Excerpted passage ::
+--
Abstract

Abstract Robot-based tracking of spontaneous respiration-triggered motion of human tissue becomes increasingly important in robot-guided imaging, interventional radiology, surgery and radiotherapy. This work provides a first general comparative assessment of the tracking performances that can potentially be achieved by common control schemes under realistic conditions. Cartesian exemplary spontaneous respiratory motions of 185 min duration were recorded from a healthy male subject and transformed into reference trajectories for tracking experiments. Prediction error was modeled by random perturbation of these trajectories with increasing amplitude over the prediction horizon. The controlled system, an industrial robot, was represented by an identified ARX model. A repetitive (RC), adaptive (ALC), feedforward (FFC) and model-based predictive controller (MPC) were implemented. ALC adaptively identifies robot latency and compensates this latency by according time-shift of reference coordinates. Control performance was assessed based on the control error as well as this errors’ estimated worst case dosimetric consequence in a radiotherapy application. Deviations from periodicity in reference trajectories were statistically quantified and reproduced for simulation-based assessment of RC. ALC, FFC and MPC were assessed experimentally. Realistic deviations from periodicity made performance of RC unprofitable, even with ideal function of controller and period-robustness techniques. The same applies potentially to related methods such as iterative learning control. ALC, FFC and MPC performed comparably for ideal prediction. Despite realistic prediction error, FFC and MPC achieved submillimeter control error, significantly outperforming ALC. Thus, FFC or MPC should be employed, RC and ALC should not be employed in robot-based tracking of spontaneous respiration-triggered motion of human tissue.
+--
Source information ::
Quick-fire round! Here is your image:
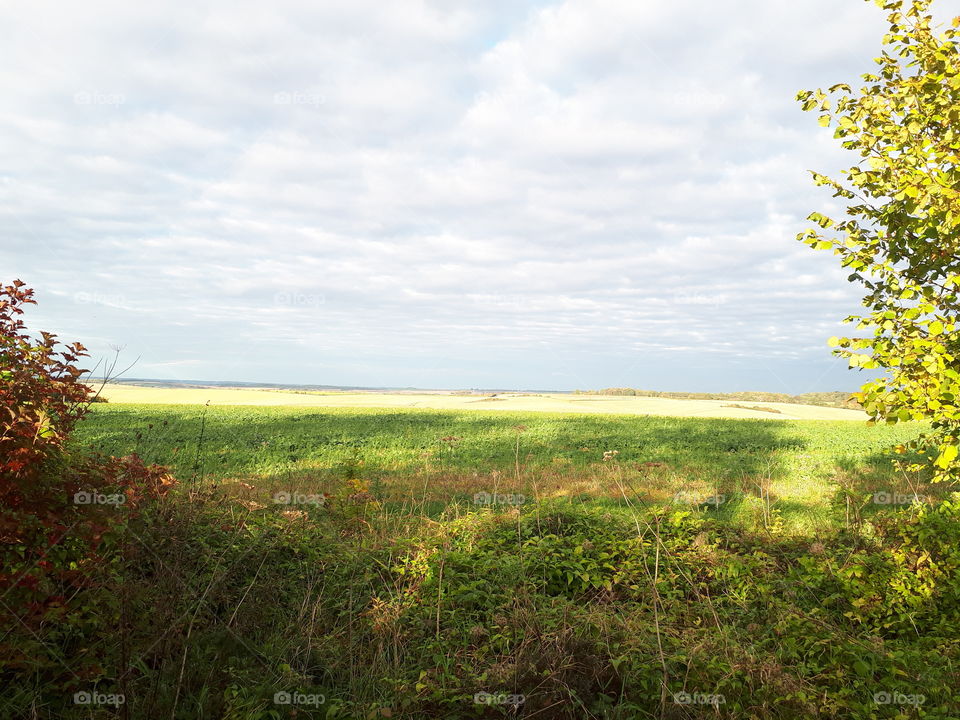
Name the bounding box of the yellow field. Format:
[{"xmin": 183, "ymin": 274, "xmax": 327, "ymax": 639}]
[{"xmin": 94, "ymin": 385, "xmax": 867, "ymax": 421}]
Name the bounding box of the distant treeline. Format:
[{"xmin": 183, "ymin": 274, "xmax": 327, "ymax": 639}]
[{"xmin": 573, "ymin": 388, "xmax": 861, "ymax": 410}]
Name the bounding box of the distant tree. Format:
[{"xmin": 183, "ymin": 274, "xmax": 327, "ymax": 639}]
[{"xmin": 797, "ymin": 0, "xmax": 960, "ymax": 480}]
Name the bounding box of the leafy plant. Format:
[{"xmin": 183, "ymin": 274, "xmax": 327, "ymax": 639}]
[{"xmin": 797, "ymin": 0, "xmax": 960, "ymax": 480}]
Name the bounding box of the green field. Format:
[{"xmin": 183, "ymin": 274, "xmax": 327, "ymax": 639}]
[
  {"xmin": 28, "ymin": 402, "xmax": 960, "ymax": 720},
  {"xmin": 76, "ymin": 405, "xmax": 927, "ymax": 532}
]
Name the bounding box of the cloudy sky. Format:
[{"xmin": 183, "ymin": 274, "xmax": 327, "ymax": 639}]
[{"xmin": 0, "ymin": 0, "xmax": 936, "ymax": 393}]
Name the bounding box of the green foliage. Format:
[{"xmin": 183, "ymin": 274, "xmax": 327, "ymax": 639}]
[
  {"xmin": 797, "ymin": 0, "xmax": 960, "ymax": 480},
  {"xmin": 0, "ymin": 281, "xmax": 174, "ymax": 717}
]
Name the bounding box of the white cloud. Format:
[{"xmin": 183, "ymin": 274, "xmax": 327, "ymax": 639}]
[{"xmin": 0, "ymin": 0, "xmax": 908, "ymax": 390}]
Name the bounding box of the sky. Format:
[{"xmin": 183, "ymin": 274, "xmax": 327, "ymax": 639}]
[{"xmin": 0, "ymin": 0, "xmax": 936, "ymax": 393}]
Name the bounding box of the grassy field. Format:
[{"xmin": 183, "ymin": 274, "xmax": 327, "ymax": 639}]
[
  {"xmin": 77, "ymin": 400, "xmax": 922, "ymax": 532},
  {"xmin": 92, "ymin": 384, "xmax": 866, "ymax": 421},
  {"xmin": 33, "ymin": 391, "xmax": 960, "ymax": 720}
]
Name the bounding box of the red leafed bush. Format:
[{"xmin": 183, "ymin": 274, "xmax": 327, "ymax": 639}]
[{"xmin": 0, "ymin": 280, "xmax": 175, "ymax": 686}]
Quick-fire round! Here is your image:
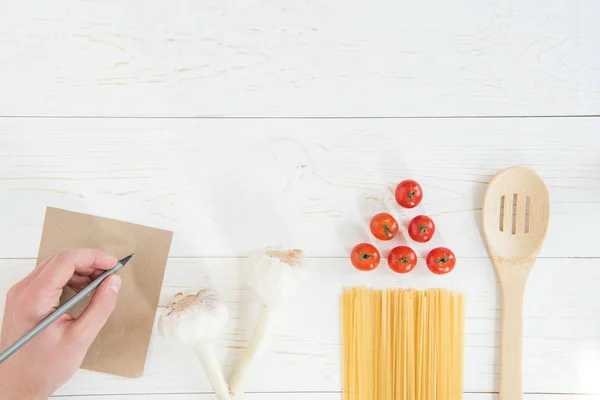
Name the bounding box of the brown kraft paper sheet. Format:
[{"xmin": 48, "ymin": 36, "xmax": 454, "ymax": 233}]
[{"xmin": 37, "ymin": 207, "xmax": 173, "ymax": 378}]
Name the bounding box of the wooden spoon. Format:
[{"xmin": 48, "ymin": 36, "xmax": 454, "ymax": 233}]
[{"xmin": 483, "ymin": 167, "xmax": 550, "ymax": 400}]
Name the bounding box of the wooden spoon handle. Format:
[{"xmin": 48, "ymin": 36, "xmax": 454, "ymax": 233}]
[{"xmin": 498, "ymin": 276, "xmax": 527, "ymax": 400}]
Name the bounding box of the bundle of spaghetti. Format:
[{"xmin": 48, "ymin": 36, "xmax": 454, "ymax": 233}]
[{"xmin": 342, "ymin": 287, "xmax": 465, "ymax": 400}]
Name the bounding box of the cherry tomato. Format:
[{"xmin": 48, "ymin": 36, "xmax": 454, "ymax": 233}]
[
  {"xmin": 408, "ymin": 215, "xmax": 435, "ymax": 243},
  {"xmin": 371, "ymin": 213, "xmax": 398, "ymax": 240},
  {"xmin": 396, "ymin": 179, "xmax": 423, "ymax": 208},
  {"xmin": 427, "ymin": 247, "xmax": 456, "ymax": 275},
  {"xmin": 388, "ymin": 246, "xmax": 417, "ymax": 274},
  {"xmin": 350, "ymin": 243, "xmax": 381, "ymax": 271}
]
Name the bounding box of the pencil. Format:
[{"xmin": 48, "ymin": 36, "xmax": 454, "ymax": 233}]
[{"xmin": 0, "ymin": 253, "xmax": 133, "ymax": 364}]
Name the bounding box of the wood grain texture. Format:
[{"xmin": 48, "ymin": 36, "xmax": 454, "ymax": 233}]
[
  {"xmin": 482, "ymin": 167, "xmax": 550, "ymax": 400},
  {"xmin": 0, "ymin": 259, "xmax": 600, "ymax": 395},
  {"xmin": 52, "ymin": 393, "xmax": 600, "ymax": 400},
  {"xmin": 0, "ymin": 0, "xmax": 600, "ymax": 117},
  {"xmin": 0, "ymin": 118, "xmax": 600, "ymax": 258}
]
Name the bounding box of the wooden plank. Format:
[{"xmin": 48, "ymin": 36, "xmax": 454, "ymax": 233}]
[
  {"xmin": 0, "ymin": 259, "xmax": 600, "ymax": 395},
  {"xmin": 0, "ymin": 0, "xmax": 600, "ymax": 116},
  {"xmin": 0, "ymin": 118, "xmax": 600, "ymax": 258},
  {"xmin": 52, "ymin": 393, "xmax": 600, "ymax": 400}
]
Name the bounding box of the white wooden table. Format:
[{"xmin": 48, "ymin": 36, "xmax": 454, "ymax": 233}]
[{"xmin": 0, "ymin": 0, "xmax": 600, "ymax": 400}]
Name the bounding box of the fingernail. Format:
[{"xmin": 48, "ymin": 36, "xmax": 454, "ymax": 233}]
[{"xmin": 110, "ymin": 275, "xmax": 121, "ymax": 293}]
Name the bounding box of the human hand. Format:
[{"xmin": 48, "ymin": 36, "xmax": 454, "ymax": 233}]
[{"xmin": 0, "ymin": 249, "xmax": 121, "ymax": 400}]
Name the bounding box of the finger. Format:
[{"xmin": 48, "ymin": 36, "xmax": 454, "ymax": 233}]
[
  {"xmin": 71, "ymin": 275, "xmax": 121, "ymax": 344},
  {"xmin": 32, "ymin": 249, "xmax": 118, "ymax": 290},
  {"xmin": 67, "ymin": 274, "xmax": 92, "ymax": 292}
]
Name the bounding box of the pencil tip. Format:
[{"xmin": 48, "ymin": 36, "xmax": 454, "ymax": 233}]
[{"xmin": 119, "ymin": 253, "xmax": 135, "ymax": 265}]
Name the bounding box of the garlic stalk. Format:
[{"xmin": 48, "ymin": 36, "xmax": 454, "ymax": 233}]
[
  {"xmin": 229, "ymin": 247, "xmax": 309, "ymax": 395},
  {"xmin": 158, "ymin": 289, "xmax": 231, "ymax": 400}
]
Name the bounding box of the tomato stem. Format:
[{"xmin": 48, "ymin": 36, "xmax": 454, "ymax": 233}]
[
  {"xmin": 383, "ymin": 225, "xmax": 394, "ymax": 239},
  {"xmin": 435, "ymin": 252, "xmax": 454, "ymax": 264}
]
+--
How to complete this task :: In the abstract, what represented the controlled industrial robot?

Your solution :: An identified ARX model.